Stated exercise: Copy the entries from the line containing "Reviewer note: confirm that each instance of the shirt carries" up to and including the line containing "[(141, 84)]", leaving the requests unchanged, and scale every pixel coordinate in the answers by 1.8, rounding each to a whole number with halves rounded up. Return only those lines.

Source data:
+-------+

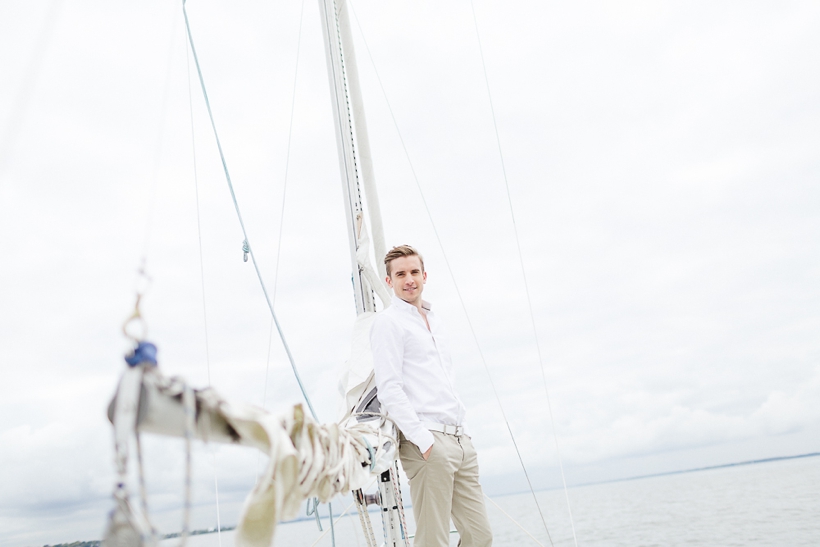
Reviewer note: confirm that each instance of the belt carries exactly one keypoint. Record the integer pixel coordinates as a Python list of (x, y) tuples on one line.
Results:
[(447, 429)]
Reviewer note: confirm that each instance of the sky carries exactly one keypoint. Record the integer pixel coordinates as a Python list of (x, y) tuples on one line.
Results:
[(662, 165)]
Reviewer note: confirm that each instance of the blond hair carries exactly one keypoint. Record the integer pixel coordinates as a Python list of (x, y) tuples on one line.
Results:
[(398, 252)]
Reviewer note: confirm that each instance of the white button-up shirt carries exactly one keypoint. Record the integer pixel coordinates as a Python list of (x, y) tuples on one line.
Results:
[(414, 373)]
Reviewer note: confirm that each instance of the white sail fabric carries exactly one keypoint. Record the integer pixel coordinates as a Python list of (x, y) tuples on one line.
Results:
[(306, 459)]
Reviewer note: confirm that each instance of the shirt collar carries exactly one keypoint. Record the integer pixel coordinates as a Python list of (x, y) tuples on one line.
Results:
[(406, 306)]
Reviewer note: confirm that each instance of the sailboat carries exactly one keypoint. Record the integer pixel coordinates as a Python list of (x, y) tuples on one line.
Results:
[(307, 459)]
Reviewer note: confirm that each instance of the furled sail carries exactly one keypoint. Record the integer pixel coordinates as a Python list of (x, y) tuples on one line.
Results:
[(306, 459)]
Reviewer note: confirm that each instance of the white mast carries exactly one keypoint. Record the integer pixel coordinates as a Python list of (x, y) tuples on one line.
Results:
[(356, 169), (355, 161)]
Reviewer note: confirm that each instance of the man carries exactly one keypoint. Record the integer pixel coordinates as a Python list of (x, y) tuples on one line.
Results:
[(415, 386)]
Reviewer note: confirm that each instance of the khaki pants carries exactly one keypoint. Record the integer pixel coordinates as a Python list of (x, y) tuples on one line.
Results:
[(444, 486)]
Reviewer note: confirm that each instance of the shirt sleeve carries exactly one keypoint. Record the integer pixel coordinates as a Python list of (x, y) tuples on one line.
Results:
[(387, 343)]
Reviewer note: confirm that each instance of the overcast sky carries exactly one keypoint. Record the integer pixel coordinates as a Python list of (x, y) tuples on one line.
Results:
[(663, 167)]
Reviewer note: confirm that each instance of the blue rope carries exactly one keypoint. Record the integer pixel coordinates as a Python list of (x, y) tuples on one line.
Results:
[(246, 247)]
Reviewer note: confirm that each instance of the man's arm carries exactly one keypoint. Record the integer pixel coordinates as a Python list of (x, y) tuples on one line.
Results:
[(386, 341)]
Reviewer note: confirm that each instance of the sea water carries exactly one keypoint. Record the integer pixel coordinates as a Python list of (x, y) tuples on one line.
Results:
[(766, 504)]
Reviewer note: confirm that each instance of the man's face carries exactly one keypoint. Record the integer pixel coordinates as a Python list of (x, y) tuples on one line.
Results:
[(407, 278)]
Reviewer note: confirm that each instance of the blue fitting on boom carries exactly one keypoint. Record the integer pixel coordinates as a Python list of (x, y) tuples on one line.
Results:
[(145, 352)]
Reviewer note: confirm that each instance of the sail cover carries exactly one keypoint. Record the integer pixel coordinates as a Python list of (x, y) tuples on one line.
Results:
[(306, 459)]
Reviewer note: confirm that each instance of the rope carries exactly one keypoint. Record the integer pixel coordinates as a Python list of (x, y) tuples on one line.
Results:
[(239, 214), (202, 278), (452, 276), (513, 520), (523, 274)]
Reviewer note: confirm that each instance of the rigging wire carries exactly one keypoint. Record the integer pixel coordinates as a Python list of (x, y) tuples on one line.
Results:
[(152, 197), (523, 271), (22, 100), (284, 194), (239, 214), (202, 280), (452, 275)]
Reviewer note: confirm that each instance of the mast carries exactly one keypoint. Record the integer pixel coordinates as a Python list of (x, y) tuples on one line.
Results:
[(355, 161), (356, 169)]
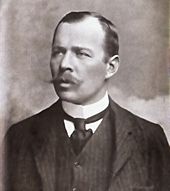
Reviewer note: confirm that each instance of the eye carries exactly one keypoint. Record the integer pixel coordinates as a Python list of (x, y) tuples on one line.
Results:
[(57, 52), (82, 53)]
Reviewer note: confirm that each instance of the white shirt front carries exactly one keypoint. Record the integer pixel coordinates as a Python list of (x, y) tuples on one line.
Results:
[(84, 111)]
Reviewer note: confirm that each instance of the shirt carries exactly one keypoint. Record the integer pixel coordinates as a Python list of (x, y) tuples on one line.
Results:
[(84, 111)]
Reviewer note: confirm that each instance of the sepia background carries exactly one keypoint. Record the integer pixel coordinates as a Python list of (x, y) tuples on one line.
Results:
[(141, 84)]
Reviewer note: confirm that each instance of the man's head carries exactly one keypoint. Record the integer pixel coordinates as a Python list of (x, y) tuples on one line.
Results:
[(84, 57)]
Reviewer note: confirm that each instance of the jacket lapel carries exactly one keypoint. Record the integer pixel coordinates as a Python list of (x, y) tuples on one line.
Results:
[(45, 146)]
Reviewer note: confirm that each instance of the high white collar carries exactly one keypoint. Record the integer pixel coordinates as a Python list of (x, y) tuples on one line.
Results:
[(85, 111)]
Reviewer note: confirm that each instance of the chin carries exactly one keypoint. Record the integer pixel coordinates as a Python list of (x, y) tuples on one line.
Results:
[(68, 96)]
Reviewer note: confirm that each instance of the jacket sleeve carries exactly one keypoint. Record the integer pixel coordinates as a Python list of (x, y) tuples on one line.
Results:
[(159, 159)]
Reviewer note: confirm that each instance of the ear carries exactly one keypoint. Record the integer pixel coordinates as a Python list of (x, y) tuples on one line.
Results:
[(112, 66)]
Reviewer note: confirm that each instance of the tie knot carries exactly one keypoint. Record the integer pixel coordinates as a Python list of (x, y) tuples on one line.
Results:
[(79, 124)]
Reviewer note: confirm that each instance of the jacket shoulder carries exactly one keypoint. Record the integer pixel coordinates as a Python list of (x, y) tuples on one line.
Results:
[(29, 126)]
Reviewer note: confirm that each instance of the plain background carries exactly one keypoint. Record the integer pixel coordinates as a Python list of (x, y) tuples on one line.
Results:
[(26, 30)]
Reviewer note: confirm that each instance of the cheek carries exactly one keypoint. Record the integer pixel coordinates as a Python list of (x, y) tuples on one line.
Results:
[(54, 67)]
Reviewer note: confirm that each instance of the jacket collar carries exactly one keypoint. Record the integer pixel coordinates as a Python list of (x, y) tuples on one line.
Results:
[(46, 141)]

+-------+

The answer:
Reviewer note: confirm that each instance of the shirt carries exactly one keypoint. Record the integer pixel coordinates as a Python list of (x, y) tuples on one line.
Results:
[(151, 200)]
Reviewer note: confirm that each instance of the sepia background carries exactly one keypoint. Record the integer pixel coordinates as a Python list of (x, y) tuples on one line.
Results:
[(254, 151)]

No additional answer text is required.